╭──

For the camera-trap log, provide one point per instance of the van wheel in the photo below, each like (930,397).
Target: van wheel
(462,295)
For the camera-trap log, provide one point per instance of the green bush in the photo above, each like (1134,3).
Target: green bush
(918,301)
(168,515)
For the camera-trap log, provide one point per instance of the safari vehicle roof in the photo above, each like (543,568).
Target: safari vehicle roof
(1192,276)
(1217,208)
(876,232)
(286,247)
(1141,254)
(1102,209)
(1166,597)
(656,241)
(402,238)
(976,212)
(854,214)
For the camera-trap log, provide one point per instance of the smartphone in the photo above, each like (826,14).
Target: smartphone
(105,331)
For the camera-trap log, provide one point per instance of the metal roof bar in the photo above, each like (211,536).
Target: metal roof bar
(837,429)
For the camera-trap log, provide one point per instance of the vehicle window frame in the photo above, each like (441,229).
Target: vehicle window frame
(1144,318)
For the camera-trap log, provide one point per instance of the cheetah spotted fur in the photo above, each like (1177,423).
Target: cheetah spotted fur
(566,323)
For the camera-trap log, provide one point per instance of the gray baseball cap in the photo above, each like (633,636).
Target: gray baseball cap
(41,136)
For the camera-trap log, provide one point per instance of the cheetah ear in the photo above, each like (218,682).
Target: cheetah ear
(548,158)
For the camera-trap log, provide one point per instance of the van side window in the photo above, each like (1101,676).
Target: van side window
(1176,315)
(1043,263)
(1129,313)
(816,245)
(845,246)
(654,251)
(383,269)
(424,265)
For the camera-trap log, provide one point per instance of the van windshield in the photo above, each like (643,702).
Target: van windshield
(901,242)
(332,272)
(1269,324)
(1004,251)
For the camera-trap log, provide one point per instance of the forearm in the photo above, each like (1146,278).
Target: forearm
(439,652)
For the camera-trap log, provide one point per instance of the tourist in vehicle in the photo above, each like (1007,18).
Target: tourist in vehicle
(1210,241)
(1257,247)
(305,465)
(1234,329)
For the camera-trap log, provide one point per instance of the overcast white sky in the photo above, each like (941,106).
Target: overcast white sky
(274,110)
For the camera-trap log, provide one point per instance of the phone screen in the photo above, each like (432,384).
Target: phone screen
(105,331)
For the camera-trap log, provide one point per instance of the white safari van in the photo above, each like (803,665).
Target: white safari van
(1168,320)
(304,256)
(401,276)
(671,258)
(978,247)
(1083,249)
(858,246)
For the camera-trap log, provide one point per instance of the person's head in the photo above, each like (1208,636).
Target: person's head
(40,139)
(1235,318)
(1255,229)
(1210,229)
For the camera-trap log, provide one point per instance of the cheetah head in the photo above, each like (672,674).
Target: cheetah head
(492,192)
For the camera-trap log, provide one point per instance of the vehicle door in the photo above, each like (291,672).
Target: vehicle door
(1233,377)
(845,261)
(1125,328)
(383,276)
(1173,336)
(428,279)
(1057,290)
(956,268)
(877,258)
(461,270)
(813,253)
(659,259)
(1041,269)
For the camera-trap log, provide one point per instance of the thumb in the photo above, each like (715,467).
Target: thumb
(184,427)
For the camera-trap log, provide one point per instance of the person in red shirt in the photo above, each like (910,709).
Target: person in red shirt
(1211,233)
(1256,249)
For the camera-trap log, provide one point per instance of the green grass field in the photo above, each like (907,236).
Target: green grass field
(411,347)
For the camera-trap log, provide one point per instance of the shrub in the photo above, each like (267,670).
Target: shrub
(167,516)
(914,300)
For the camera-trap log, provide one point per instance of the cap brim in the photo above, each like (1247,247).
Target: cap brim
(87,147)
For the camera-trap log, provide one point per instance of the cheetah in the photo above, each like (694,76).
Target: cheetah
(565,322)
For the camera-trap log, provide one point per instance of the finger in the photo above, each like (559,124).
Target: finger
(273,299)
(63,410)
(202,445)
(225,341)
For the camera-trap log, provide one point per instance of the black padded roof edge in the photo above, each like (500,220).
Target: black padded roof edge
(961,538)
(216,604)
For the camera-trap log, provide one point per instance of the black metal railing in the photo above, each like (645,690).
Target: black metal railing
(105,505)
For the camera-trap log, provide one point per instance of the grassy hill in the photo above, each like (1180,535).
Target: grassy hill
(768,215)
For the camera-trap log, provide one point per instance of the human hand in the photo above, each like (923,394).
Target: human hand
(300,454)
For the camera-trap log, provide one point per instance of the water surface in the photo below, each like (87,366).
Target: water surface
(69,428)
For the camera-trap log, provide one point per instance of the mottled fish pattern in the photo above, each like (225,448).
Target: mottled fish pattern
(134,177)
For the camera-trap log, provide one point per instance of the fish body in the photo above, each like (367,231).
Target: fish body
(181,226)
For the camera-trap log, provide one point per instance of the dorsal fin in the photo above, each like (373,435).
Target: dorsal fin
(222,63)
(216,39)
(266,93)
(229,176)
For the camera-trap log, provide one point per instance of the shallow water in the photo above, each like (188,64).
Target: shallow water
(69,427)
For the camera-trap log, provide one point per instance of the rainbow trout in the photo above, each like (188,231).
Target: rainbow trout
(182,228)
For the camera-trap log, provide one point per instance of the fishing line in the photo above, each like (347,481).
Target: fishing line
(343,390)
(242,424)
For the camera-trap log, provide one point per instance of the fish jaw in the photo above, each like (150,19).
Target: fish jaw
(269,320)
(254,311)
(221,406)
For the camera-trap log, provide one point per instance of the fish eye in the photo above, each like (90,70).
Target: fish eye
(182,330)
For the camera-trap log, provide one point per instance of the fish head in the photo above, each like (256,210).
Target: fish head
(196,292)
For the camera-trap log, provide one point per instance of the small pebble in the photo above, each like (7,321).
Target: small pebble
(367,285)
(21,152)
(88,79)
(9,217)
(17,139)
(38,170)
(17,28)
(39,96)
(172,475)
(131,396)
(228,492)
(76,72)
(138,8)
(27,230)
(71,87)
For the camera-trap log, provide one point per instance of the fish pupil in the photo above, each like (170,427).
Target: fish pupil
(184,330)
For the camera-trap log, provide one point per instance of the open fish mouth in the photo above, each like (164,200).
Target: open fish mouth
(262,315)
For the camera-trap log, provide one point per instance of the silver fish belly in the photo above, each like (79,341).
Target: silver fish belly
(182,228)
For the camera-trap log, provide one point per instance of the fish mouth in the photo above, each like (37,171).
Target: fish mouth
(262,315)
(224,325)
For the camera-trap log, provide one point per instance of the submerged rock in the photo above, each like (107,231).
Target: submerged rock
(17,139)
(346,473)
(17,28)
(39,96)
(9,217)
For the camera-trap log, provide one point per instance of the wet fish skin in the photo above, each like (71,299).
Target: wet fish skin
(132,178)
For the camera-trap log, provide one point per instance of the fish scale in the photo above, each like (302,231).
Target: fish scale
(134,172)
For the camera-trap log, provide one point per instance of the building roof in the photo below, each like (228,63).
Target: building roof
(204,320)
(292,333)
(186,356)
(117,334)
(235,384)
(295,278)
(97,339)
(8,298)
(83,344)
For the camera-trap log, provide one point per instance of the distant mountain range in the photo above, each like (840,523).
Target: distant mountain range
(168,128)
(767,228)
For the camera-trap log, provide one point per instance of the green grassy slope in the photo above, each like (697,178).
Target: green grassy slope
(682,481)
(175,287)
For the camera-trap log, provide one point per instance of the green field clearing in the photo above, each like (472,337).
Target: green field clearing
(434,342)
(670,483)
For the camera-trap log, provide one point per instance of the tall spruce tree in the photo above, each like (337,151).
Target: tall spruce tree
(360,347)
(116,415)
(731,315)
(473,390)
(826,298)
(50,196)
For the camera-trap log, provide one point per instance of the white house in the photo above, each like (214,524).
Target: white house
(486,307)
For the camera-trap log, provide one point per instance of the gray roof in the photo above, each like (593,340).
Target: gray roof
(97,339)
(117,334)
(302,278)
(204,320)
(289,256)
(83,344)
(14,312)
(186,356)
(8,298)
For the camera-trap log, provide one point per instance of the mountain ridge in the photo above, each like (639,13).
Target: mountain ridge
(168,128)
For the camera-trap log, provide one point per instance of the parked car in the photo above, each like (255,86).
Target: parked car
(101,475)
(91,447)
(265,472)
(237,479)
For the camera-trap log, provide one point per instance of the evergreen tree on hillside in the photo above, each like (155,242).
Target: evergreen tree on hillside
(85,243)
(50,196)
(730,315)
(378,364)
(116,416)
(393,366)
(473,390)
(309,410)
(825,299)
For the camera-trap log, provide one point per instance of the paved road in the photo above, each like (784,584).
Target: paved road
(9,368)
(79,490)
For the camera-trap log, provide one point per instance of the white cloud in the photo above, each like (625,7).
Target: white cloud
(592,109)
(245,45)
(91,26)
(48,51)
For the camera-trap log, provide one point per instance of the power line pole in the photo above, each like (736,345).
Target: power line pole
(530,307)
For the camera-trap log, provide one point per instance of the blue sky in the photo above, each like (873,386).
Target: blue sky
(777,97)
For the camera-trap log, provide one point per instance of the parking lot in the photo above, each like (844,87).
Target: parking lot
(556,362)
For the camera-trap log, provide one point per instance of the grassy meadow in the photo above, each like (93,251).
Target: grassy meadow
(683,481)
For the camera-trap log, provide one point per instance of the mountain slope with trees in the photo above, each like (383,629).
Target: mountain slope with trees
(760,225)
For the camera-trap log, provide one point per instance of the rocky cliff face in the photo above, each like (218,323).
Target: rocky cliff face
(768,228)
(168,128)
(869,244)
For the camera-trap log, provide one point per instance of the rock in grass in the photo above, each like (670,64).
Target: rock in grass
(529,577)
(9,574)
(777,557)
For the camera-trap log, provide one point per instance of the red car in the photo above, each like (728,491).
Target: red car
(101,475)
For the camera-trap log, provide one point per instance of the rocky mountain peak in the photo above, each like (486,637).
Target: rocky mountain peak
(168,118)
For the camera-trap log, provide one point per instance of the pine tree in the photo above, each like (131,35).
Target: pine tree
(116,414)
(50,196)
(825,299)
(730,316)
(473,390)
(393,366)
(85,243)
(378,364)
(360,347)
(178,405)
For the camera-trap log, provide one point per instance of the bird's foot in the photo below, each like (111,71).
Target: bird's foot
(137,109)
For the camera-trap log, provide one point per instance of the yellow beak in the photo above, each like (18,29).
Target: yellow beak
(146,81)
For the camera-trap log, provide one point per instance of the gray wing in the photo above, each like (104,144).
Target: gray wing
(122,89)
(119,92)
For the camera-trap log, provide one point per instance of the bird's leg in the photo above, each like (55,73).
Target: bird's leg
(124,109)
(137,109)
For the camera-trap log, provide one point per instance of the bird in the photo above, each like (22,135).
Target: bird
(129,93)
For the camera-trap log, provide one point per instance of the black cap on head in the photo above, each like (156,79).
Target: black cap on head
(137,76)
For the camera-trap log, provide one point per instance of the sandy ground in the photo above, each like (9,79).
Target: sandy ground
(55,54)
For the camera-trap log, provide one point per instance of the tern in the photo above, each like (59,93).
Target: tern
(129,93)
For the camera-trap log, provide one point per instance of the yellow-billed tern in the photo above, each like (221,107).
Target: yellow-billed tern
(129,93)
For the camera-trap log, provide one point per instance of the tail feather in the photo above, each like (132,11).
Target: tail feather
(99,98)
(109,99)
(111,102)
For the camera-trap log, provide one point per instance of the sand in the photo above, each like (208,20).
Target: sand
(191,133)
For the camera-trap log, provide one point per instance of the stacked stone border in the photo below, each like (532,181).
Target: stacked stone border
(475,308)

╰──

-- WHAT TO PRODUCE --
Can you copy out word for word every line of the material, from the one containing "each like (18,29)." through the very last line, including both ends?

-- RESPONSE TO THE EXERCISE --
For the camera-trap log, provide one point per instance of the yellow beak in the photo above, each like (18,29).
Target: yellow beak
(146,81)
For the camera-trap log, provide one point per instance of the gray wing in the photo above, each like (104,144).
Target: gray wing
(122,89)
(119,92)
For the camera-trap log, provide one point per instance of the bird's leg in the photo above, each like (55,73).
Target: bird's leg
(124,109)
(137,109)
For the camera-trap log, provide one point per instance of the bird in the photo above, each like (22,135).
Target: bird
(129,93)
For the camera-trap log, provide one point per instance of the black cap on head in the photo above, each like (156,79).
Target: black cap on head
(137,76)
For the camera-trap log, provide one point per instance of the sandy ground in the photo above, each like (9,79).
Target: sandy ground
(55,54)
For the camera-trap log, provide one point per instance of the tern in the photo above, each like (59,93).
Target: tern
(129,93)
For the camera-trap log, provide one point per instance of the yellow-billed tern in the photo above, each like (221,107).
Target: yellow-billed tern
(129,93)
For the camera-trap log, provide one point per instance of the tail feather in the photo above, each like (132,11).
Target: tail feather
(99,98)
(109,99)
(111,102)
For the camera-trap log, provide one point per instance of the sand in the photo above, each like (208,20).
Target: sand
(191,133)
For the camera-trap log, provide one point per instance of the stacked stone border in the photo below, each like (532,181).
Target: stacked stone border
(475,308)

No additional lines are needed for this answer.